Text extract
___

I just completed a PHP implementation of the Earley parser, extended with unification, that is described in the book "Speech and Language Processing" by Jurafsky and Martin. I thought it might be a good idea to share my code since it took me quite some time and effort to create it and, what's more important, I could not find any other implementation of it on the internet.

The Earley algorithm is a top-down chart parser that parses natural language and does this very efficiently. Given a grammar that contains syntax rules and the words of a language, it parses a sentence into all possible syntax trees. The unification extension adds further restrictions to the syntax rules. An example of such a restriction is that the rule S => NP VP only applies if the number and person of the NP agrees with that of the VP. When NP is "The children", then the VP may be "are playing", but cannot be "is playing" (a restriction on number) or "am playing" (a restriction on person). The grammar should provide extra feature structures for the syntax rules. The unification extension of the Earley parser applies these structures and ensures that a sentence with a feature error will not be parsed.

___

Raw data
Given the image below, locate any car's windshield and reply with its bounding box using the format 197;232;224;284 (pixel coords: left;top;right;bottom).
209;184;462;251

___

Your tasks
[a] Can you turn the paragraph of the Earley parser text that begins "The Earley algorithm is a top-down chart parser" into a short bulleted list that keeps its main facts?
[b] According to the Earley parser text, what does the algorithm parse a sentence into when given a grammar?
[c] Carry the Earley parser text forward, starting right after its last sentence.

Outputs for the tasks
[a]
- The Earley algorithm is an efficient top-down chart parser for natural language.
- Given a grammar of syntax rules and a language's words, it parses a sentence into all possible syntax trees.
- The unification extension adds restrictions to the syntax rules. For example, S => NP VP applies only if the NP and VP agree in number and person.
- With the NP "The children," the VP may be "are playing" but not "is playing" (number) or "am playing" (person).
- The grammar must supply extra feature structures for the syntax rules.
- The extension applies these structures, so a sentence with a feature error is not parsed.

[b] It parses the sentence into all possible syntax trees.

[c]
I just provide the code to give you some idea and hints on to implement it. The code has not been tested very much since I just finished it. I place it under MIT license.

Earley parser source code

The algorithm may be found in the book "Speech and language Processing" (first edition), chapter 11, page 431. In the second edition of the book the algorithm may be found in chapter 15. The rest of this article presumes you have read it, since I cannot quickly repeat all the information given in chapter 11.

The book first describes the basic Earley algorithm, which can be found on Wikipedia. Some implementations are available there as well. It is described in chapter 10 of the book but can be hard to really understand it, because of the undescriptive use of variable names like A and B, and that it uses two functions that are not specified, NEXT-CAT and PARTS-OF-SPEECH.

Syntax rules and feature structures

For the basic algorithm I use syntax rules like the following S => NP VP

array(
    array('cat' => 'S'),
    array('cat' => 'NP'),
    array('cat' => 'VP'),
),

The same rule, extended with feature structures looks like this:

array(
    array('cat' => 'S', 'features' => array('head-1' => null)),
    array('cat' => 'NP', 'features' => array('head' => array('agreement-2' => null))),
    array('cat' => 'VP', 'features' => array('head-1' => array('agreement-2' => null))),
),

This implements the feature structure that is described on page 428 of the book:

Features of the implementation

The implementation of the algorithm handles unification for syntax rules like this,

VP => NP NP

as described on the bottom of page 406. The rule as two identical consequents. If the grammatical categories of the rule are implemented as keys in a hashtable (as they are in my code) then they need to be discerned. I do that by adding the position of the category in the rule.

The book says: VP => NP(1) NP(2)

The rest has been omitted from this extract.